Please return the lines of the records below without any change, starting with the line that contains "Report the position of each instance of the distant" and going on through the line that contains "[[840, 525]]", both included.

>> begin SUPPLIED MATERIAL

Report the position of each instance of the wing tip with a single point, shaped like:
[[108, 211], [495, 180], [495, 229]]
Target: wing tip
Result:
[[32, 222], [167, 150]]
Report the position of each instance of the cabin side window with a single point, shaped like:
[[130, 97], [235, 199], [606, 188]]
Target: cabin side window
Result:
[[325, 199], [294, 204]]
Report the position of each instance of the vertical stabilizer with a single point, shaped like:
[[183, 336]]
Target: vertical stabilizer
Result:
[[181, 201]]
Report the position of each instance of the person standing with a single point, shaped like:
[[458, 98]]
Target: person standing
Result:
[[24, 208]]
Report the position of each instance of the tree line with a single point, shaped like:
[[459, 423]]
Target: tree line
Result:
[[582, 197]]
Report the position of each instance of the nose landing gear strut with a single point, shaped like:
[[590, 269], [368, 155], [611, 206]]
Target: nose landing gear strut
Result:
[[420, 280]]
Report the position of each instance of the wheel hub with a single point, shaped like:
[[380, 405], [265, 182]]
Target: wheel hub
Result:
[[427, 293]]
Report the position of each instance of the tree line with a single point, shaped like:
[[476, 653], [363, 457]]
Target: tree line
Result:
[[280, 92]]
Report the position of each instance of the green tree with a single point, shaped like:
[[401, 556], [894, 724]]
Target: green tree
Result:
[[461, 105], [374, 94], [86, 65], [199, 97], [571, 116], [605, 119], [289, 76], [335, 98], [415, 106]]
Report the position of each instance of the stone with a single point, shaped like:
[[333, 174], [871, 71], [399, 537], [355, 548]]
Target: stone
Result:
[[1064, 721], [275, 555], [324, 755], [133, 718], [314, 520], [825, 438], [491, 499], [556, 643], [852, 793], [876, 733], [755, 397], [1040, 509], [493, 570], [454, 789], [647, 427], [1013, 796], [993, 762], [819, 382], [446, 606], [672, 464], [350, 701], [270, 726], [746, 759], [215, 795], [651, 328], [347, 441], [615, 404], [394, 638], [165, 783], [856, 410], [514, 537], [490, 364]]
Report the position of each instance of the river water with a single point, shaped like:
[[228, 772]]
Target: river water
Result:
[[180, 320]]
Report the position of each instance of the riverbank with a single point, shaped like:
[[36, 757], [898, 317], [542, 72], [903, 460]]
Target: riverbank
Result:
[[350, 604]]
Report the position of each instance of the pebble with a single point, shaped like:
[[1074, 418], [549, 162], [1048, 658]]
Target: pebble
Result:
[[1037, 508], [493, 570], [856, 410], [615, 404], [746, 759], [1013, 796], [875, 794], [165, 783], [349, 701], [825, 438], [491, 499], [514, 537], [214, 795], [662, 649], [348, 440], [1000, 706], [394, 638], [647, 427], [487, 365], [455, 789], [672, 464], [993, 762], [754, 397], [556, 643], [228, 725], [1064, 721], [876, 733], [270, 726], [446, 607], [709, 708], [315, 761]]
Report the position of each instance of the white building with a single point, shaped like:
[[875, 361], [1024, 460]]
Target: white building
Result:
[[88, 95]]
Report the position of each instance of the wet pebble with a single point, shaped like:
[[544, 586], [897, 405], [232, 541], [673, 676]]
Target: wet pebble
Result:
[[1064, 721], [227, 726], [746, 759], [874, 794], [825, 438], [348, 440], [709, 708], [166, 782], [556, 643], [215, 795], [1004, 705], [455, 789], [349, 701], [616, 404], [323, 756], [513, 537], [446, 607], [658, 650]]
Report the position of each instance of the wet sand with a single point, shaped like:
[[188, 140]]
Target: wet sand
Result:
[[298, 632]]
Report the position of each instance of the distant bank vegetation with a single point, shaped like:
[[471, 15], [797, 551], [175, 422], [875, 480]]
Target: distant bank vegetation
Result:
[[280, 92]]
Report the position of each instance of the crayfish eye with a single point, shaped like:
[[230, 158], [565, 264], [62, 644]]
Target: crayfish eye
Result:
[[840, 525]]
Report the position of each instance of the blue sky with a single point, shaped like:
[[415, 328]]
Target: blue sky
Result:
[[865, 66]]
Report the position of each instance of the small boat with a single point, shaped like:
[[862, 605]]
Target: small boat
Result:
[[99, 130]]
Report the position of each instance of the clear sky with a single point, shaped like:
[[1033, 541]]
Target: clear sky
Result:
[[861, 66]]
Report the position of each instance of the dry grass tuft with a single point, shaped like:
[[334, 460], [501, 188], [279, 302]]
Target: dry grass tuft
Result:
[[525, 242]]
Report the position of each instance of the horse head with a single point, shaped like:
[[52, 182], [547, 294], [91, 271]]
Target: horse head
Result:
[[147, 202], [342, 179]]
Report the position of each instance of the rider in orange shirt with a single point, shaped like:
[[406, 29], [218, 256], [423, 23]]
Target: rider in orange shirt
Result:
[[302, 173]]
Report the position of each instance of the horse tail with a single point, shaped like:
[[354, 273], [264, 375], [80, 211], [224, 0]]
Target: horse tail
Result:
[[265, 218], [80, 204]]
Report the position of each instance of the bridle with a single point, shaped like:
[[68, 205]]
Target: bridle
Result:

>> end SUPPLIED MATERIAL

--- FINAL RESULT ---
Report the position of each instance of the distant bank vegetation with a single point, shaped like:
[[471, 15], [797, 551], [175, 422], [875, 480]]
Target: distant bank vegetation
Result:
[[280, 92]]
Report the position of each instance of the crayfish eye with a single point, shaped like:
[[230, 158], [565, 264], [62, 644]]
Target: crayfish eye
Result:
[[840, 525]]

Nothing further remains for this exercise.